READING TEXT:
[Start of Attachment]

Caribbean Connection Mapping
New Orleans to Ponce to Curaçao & beyond
Sometimes I like to just pull up a place on Google maps and zoom around, see what I find. I’m not looking for anything in particular, but I know when I see something interesting. Place names can be great clues, sometimes the names of former property owners persist long after they themselves have faded from memory.
I decided to check out the map of Ponce, Puerto Rico. The first thing I noticed almost immediately was a neighborhood called Los Pámpanos. That is the same name as the hacienda founded by Pedro Gautier; this area is probably the former location of that hacienda. There’s a mall there now, among other things.
So then I just started zooming around the area looking at street names and buildings, just to see…
And, would you look at that, there’s a Calle Laffite. One of those small streets connecting to Calle Laffite was called Calle Cofresi. Cofresi was a famous Puerto Rican pirate. From Wikipedia:
Cofresí began his new career in early 1823, filling a role vacant in the Spanish Main since the [possible, unconfirmed] death of Jean Lafitte, and was the last major target of West Indies anti-piracy operations.
My friends, this is no coincidence.

[End of Attachment]

TASK SET:
1. Can you repeat, word for word, the part of the Ponce mapping post that opens with the words containing "I decided to" and closes with "is no coincidence."?
2. Could you duplicate the dataset entries character for character, starting at their first line and ending with the line that contains "box: [16, 545, 835, 1432]", with both of those lines included?

Dataset entries:

[Start of Attachment]

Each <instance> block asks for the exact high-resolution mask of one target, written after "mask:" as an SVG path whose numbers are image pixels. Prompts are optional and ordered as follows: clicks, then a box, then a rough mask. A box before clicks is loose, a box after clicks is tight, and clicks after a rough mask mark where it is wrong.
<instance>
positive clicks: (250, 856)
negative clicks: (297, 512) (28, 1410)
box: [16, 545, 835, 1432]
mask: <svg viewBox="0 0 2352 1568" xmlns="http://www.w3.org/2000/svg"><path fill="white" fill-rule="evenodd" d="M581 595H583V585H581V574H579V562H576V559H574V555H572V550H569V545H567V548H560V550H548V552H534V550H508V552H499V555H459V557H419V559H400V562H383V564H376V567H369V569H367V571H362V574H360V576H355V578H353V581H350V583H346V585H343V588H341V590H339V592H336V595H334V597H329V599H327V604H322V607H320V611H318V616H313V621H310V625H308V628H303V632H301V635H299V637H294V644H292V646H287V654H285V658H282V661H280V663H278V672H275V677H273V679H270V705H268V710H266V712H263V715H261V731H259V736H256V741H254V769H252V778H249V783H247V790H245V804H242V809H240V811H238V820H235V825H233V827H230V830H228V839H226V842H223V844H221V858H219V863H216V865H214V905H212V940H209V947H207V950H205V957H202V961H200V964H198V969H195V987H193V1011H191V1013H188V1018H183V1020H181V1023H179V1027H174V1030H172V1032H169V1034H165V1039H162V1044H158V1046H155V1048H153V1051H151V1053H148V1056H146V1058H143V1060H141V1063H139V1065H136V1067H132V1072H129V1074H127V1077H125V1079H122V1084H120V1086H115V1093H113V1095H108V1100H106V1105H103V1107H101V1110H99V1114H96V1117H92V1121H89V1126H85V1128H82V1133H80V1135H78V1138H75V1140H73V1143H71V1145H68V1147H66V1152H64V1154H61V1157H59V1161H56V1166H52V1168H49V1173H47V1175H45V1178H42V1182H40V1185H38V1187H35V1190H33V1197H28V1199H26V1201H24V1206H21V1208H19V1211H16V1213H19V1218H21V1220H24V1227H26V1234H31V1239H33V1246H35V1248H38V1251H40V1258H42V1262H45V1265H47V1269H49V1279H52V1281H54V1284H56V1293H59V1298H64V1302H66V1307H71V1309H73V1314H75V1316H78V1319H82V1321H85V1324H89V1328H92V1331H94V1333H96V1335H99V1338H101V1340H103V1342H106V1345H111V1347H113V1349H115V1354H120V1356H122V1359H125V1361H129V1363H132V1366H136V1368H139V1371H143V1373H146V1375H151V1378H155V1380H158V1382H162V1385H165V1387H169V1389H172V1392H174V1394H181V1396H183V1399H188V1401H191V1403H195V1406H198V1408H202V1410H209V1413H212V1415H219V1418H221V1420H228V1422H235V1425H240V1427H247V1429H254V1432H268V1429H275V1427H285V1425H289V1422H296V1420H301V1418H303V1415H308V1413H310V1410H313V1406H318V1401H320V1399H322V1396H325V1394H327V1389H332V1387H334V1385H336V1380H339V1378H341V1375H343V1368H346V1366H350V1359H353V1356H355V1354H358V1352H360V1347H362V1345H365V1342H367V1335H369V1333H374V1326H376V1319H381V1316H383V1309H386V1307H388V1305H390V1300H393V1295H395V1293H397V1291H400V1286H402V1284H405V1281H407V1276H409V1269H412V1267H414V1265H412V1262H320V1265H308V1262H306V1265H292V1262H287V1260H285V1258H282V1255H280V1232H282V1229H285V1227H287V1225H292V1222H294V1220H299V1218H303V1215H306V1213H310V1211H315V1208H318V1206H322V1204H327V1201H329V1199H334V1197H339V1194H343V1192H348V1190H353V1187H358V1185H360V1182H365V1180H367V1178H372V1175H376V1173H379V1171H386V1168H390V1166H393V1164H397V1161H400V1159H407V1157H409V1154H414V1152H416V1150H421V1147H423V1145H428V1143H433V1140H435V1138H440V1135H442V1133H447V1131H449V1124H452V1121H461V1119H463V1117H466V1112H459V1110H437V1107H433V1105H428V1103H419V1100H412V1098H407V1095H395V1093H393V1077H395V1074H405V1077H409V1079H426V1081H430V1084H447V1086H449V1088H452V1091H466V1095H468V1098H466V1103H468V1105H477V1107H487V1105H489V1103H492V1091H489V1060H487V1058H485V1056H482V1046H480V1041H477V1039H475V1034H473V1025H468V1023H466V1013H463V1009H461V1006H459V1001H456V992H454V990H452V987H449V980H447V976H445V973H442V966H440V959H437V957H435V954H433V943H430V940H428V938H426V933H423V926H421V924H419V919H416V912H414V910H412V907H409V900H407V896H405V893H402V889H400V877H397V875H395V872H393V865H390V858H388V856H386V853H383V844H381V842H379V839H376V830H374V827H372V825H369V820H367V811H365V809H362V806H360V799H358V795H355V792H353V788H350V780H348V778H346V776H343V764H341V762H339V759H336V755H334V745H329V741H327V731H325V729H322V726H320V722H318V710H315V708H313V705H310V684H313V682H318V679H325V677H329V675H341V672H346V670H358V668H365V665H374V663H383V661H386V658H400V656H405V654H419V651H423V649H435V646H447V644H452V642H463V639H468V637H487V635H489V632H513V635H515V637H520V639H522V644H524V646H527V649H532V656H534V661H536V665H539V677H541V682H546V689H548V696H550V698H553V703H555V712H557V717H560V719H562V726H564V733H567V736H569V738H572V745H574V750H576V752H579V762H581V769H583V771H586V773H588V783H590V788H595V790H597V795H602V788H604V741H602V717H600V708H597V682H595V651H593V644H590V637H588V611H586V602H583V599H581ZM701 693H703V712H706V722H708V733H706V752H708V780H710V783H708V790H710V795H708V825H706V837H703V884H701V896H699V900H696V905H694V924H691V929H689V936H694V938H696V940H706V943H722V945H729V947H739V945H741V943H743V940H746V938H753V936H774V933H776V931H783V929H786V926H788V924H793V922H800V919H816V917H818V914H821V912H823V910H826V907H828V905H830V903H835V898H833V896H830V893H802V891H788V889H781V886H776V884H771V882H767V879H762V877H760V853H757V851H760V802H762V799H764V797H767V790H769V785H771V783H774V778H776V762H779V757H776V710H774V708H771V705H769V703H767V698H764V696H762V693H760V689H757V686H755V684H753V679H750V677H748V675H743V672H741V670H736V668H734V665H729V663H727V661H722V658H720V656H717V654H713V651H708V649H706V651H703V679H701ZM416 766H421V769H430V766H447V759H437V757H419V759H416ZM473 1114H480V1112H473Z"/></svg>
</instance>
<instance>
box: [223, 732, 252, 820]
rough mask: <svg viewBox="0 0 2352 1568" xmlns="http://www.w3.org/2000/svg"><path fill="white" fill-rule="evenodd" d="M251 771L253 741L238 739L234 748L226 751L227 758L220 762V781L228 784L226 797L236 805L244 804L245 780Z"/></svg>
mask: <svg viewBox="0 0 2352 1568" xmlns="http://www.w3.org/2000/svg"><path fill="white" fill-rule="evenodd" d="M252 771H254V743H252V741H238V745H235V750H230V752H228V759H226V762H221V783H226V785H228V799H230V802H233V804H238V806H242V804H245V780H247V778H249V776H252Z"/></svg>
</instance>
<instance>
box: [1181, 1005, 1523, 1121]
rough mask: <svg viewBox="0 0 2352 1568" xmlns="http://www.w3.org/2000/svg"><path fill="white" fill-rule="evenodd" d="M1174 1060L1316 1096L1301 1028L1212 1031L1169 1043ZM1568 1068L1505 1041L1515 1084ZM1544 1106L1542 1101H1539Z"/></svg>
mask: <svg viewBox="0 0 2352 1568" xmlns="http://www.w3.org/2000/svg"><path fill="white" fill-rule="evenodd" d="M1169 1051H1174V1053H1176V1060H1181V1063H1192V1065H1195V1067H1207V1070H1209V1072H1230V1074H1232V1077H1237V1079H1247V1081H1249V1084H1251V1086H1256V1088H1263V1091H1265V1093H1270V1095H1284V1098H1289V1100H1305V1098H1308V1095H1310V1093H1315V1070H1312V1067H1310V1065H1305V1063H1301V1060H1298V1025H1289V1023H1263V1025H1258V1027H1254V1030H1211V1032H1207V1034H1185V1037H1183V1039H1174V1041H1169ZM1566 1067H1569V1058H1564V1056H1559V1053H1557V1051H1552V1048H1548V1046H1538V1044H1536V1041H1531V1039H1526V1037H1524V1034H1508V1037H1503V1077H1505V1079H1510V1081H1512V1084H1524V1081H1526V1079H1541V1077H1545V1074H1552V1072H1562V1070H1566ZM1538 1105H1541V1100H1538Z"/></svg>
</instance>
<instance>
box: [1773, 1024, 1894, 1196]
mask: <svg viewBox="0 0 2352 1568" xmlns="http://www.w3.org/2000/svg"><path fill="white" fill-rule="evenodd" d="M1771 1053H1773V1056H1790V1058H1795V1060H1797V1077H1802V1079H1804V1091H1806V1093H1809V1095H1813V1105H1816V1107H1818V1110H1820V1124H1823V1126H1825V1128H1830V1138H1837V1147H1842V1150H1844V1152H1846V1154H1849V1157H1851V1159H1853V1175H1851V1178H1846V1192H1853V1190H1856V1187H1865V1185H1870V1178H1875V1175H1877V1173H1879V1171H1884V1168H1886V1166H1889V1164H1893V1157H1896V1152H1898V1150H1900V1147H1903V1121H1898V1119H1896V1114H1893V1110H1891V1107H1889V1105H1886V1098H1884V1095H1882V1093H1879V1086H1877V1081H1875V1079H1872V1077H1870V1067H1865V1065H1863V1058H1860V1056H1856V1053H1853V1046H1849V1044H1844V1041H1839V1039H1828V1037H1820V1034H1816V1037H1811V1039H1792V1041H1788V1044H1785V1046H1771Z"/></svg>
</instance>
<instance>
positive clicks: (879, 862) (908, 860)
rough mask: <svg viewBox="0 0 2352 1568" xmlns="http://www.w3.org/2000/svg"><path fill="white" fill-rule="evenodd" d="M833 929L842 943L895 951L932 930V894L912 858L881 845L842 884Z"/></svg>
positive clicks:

[End of Attachment]

EXERCISE ANSWERS:
1.
I decided to check out the map of Ponce, Puerto Rico. The first thing I noticed almost immediately was a neighborhood called Los Pámpanos. That is the same name as the hacienda founded by Pedro Gautier; this area is probably the former location of that hacienda. There’s a mall there now, among other things.
So then I just started zooming around the area looking at street names and buildings, just to see…
And, would you look at that, there’s a Calle Laffite. One of those small streets connecting to Calle Laffite was called Calle Cofresi. Cofresi was a famous Puerto Rican pirate. From Wikipedia:
Cofresí began his new career in early 1823, filling a role vacant in the Spanish Main since the [possible, unconfirmed] death of Jean Lafitte, and was the last major target of West Indies anti-piracy operations.
My friends, this is no coincidence.

2.
Each <instance> block asks for the exact high-resolution mask of one target, written after "mask:" as an SVG path whose numbers are image pixels. Prompts are optional and ordered as follows: clicks, then a box, then a rough mask. A box before clicks is loose, a box after clicks is tight, and clicks after a rough mask mark where it is wrong.
<instance>
positive clicks: (250, 856)
negative clicks: (297, 512) (28, 1410)
box: [16, 545, 835, 1432]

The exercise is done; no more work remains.